#### [What you have to do]
Starting at the top of the material and going on through the line with "[128,134,137,141]", write out every line again, requests included, and shift each bounding-box coordinate in the answers up by 88.

(Collected data entries)
########################################
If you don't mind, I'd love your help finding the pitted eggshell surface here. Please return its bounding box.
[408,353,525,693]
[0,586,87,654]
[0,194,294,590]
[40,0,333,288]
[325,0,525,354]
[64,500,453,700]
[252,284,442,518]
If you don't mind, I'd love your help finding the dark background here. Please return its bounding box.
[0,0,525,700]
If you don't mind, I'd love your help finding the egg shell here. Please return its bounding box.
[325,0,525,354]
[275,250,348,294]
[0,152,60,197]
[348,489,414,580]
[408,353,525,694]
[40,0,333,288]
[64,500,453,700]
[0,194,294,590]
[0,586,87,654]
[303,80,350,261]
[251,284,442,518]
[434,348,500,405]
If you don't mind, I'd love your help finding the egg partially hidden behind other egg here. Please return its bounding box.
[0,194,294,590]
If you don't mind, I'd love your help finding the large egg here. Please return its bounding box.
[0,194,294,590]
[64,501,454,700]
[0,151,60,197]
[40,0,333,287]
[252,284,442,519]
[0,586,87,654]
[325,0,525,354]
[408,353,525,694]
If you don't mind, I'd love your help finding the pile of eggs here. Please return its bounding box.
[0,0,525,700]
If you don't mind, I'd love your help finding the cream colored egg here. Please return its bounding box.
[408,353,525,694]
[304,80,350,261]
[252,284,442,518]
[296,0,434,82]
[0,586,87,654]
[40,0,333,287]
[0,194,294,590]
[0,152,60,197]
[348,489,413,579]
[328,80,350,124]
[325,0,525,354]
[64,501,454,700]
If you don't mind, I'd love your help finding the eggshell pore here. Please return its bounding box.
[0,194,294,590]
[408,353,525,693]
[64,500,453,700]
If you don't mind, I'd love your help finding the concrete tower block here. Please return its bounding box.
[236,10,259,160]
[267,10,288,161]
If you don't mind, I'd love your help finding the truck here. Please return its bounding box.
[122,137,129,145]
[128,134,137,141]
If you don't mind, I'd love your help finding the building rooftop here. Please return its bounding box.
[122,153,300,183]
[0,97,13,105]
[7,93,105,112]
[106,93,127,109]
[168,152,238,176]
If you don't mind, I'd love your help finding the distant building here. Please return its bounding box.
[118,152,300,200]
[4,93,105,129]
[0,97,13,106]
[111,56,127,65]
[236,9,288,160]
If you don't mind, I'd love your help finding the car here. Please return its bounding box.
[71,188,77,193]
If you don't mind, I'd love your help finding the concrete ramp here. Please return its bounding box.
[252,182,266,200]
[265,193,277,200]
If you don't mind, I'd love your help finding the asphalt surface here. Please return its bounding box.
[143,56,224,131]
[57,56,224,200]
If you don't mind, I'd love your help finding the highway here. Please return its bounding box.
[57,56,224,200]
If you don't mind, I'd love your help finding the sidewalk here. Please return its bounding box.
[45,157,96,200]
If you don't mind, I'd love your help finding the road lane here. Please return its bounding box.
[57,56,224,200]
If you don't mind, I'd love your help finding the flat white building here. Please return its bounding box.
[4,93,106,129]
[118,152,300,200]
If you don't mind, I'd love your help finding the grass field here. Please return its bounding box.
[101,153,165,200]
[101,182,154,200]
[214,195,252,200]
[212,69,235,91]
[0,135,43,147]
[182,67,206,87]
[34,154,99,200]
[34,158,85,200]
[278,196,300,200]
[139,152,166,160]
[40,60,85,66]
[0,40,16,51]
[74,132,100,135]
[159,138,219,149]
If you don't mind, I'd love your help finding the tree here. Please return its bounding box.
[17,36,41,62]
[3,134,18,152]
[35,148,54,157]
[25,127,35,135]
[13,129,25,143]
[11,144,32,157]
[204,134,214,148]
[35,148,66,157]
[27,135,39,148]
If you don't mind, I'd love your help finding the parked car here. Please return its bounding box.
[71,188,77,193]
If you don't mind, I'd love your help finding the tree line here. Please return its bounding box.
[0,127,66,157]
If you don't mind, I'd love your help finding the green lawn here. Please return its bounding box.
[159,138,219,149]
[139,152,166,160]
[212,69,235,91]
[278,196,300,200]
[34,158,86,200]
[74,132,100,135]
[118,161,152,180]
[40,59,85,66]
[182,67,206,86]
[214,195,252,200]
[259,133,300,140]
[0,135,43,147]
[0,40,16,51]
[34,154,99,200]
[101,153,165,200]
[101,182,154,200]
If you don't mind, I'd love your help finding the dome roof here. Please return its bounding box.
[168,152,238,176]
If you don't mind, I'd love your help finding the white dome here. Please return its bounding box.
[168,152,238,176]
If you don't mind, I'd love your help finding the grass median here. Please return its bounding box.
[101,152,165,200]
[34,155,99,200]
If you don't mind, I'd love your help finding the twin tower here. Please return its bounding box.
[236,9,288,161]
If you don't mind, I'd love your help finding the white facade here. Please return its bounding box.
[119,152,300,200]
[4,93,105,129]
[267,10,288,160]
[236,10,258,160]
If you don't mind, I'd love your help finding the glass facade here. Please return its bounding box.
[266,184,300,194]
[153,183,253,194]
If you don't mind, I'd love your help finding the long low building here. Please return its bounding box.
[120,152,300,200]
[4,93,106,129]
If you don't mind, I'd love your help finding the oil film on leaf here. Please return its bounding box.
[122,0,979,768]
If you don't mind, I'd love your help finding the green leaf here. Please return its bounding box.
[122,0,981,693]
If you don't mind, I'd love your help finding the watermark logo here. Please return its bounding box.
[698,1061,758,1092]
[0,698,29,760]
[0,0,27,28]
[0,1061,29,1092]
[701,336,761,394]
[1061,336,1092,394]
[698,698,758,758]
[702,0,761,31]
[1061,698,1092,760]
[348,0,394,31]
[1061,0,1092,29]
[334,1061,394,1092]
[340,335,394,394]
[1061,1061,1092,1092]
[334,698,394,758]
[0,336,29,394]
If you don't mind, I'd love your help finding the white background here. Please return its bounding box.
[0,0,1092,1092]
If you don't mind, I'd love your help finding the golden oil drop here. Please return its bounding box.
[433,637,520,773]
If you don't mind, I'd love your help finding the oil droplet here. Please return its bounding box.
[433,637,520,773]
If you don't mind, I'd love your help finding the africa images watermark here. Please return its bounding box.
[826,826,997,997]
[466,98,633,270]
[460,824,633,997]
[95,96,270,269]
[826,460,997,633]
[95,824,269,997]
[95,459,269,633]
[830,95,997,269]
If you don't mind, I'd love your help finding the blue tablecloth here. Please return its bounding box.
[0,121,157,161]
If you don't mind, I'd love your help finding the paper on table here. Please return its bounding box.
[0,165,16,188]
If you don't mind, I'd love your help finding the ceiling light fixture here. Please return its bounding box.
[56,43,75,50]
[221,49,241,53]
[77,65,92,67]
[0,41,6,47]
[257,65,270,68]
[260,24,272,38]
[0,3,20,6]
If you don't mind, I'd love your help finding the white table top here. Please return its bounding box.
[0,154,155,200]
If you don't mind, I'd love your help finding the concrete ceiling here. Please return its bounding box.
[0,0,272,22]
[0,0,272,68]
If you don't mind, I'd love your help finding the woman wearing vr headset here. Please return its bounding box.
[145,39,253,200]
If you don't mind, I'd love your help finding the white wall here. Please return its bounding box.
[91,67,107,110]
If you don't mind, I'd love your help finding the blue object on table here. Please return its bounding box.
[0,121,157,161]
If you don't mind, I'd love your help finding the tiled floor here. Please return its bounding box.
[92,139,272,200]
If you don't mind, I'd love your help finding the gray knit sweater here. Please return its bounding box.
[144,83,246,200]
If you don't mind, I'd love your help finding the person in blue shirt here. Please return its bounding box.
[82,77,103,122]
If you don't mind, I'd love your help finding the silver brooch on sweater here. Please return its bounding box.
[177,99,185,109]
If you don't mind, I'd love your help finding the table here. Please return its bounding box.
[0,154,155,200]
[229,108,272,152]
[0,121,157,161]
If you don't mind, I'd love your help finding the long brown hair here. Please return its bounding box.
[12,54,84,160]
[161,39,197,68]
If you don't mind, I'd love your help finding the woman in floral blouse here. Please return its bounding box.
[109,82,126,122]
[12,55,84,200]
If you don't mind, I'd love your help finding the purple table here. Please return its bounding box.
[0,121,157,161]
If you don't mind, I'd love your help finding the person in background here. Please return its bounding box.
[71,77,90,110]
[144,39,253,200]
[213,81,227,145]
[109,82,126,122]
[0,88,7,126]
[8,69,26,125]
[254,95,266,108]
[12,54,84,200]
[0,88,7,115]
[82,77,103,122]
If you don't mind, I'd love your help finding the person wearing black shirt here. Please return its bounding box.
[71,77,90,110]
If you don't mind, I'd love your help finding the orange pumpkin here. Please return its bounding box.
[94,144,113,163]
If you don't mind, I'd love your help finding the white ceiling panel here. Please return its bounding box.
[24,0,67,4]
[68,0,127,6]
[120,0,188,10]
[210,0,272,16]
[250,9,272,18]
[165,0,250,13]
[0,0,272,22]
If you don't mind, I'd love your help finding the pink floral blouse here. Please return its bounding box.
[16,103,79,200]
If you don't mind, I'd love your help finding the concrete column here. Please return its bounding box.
########################################
#### [Final answer]
If you don't mind, I'd love your help finding the pitted eggshell surface here. Please return its bounding box.
[496,441,613,781]
[88,674,175,742]
[88,282,382,678]
[128,88,421,376]
[413,88,613,442]
[152,588,541,788]
[340,372,530,606]
If you don't mind, I'd love your help finding the dark background here. Please return its bounding box.
[88,88,613,788]
If you don't mind, I'd love your help finding the egg shell here. Please return its bounding box.
[413,88,613,442]
[363,338,436,382]
[88,240,148,285]
[436,577,502,668]
[496,441,613,782]
[128,88,421,376]
[152,588,541,788]
[88,282,382,678]
[88,674,175,742]
[391,168,438,349]
[339,372,530,606]
[522,436,588,493]
If you don't mind, I'd love your help finding the egg partially hidden behind other egg here. Please return its bounding box.
[88,282,382,678]
If you don't mind, I'd love your help finding the large egg here. Please return its bounding box.
[88,282,382,678]
[152,589,542,788]
[88,239,148,285]
[128,88,421,375]
[340,372,530,607]
[88,674,175,742]
[413,88,613,442]
[496,441,613,782]
If you don't mind, I'd love your help finding the pile of eggs here. Please return its bounding box.
[88,88,613,788]
If you don't mind, I'd love your help finding the cream colored egg here. Please return its bounding box.
[496,441,613,782]
[392,168,438,349]
[340,372,530,606]
[384,88,522,170]
[88,674,175,742]
[128,88,421,375]
[88,282,382,678]
[88,240,148,285]
[436,577,501,667]
[416,168,438,212]
[413,88,613,442]
[152,589,542,788]
If you don't mind, I'd love your help finding the eggshell pore here. Please return its bounding box.
[88,282,382,678]
[496,441,613,781]
[152,588,541,788]
If you don't mind, I'd love your help finding the concrete tower block here. Please return its bounding box.
[324,98,347,248]
[355,98,376,249]
If you don't mind, I'd love your help finding the truck here. Please return its bounding box.
[210,225,217,233]
[216,222,225,229]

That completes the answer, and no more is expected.